(Records from a data source)
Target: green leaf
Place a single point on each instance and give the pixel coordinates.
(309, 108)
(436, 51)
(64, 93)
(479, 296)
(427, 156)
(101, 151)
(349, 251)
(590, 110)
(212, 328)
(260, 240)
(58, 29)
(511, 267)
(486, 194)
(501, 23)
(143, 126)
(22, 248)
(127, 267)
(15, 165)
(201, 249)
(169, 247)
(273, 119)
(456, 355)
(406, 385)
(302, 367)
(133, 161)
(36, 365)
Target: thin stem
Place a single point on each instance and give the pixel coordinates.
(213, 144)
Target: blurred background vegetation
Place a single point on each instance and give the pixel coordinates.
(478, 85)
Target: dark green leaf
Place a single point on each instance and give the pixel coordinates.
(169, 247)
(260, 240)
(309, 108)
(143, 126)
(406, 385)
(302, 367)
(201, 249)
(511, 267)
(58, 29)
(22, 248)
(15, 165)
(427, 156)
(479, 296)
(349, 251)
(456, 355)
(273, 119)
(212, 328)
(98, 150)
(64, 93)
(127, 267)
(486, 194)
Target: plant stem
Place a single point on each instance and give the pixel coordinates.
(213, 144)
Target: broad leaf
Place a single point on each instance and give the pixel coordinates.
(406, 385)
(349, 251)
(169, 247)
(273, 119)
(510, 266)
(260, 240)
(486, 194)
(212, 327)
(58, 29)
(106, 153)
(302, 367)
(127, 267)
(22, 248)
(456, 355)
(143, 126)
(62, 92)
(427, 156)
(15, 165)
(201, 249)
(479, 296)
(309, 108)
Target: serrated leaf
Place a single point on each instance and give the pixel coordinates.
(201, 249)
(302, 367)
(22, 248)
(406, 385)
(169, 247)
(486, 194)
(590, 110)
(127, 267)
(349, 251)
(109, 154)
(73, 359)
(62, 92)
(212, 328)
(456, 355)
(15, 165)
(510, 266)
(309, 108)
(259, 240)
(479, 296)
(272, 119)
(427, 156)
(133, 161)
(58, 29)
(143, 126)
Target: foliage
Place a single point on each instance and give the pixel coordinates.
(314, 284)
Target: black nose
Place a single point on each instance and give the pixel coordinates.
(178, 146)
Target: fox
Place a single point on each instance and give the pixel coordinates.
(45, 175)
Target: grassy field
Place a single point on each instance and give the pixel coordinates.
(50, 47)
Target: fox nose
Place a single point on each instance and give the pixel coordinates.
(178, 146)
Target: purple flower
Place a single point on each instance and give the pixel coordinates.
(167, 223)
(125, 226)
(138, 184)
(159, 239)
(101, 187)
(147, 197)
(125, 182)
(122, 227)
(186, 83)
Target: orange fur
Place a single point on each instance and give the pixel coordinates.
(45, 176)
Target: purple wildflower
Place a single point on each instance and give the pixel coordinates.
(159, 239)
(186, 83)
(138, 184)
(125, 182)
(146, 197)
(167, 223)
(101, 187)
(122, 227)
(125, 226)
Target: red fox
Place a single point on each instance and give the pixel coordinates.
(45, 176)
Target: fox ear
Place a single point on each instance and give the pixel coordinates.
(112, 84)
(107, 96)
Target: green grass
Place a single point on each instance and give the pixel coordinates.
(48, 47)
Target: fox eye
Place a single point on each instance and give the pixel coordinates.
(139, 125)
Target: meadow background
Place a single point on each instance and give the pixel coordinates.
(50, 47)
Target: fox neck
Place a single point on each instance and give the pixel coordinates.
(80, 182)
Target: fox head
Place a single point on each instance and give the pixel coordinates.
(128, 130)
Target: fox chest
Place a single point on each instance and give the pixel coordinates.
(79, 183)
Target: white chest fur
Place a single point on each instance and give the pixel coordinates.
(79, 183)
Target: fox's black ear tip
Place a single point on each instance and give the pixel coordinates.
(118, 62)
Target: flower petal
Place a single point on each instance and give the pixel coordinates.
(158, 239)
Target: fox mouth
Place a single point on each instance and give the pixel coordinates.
--
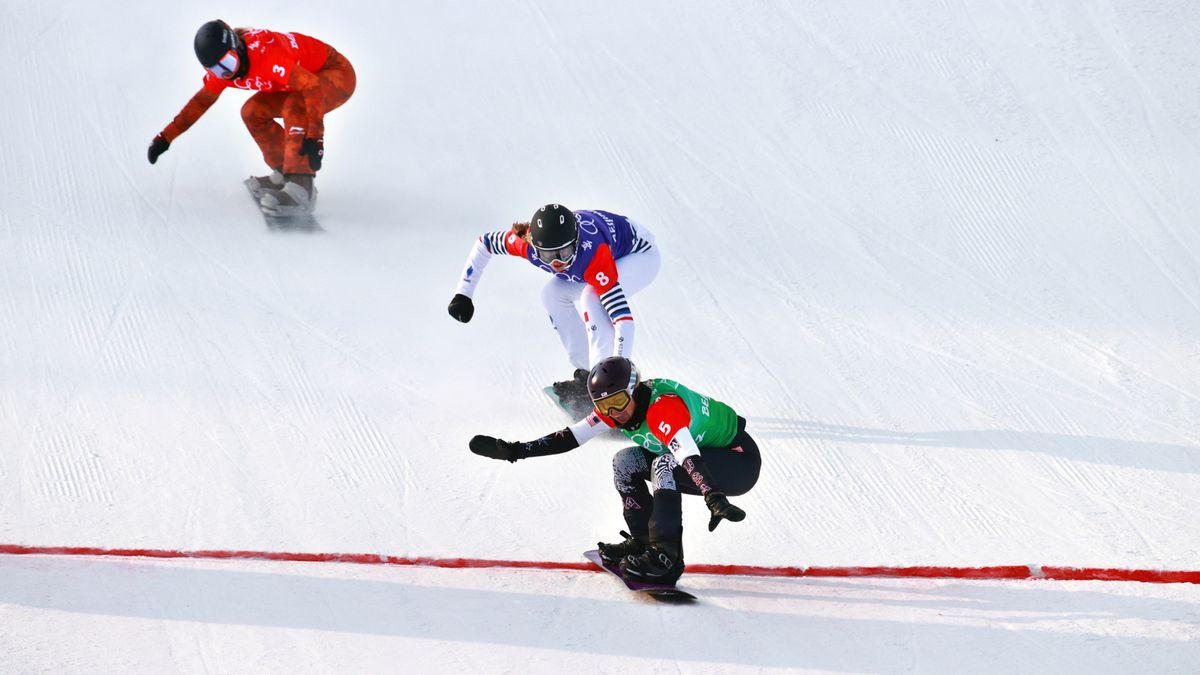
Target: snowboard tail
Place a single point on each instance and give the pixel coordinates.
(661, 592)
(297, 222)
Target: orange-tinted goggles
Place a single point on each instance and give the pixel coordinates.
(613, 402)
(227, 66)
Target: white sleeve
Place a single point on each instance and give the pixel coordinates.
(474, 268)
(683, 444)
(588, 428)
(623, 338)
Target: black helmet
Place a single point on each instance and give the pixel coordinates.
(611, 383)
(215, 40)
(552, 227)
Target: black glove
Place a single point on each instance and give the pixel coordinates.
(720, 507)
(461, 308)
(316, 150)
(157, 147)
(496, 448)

--- REQUIRED WORK ---
Print, from the entries above, the line with "Target: green leaf", the line with "Target: thin stem" and all lines between them, exactly and with nothing else.

--- PROBLEM SOLUTION ---
Target: green leaf
Place a single point on each instance and give the pixel coordinates.
(309, 108)
(436, 51)
(64, 93)
(479, 296)
(427, 156)
(101, 151)
(349, 251)
(590, 110)
(212, 328)
(260, 240)
(58, 29)
(511, 267)
(486, 194)
(501, 23)
(143, 126)
(22, 248)
(127, 267)
(15, 165)
(201, 249)
(169, 247)
(273, 119)
(456, 355)
(406, 385)
(302, 367)
(133, 161)
(36, 365)
Target: thin stem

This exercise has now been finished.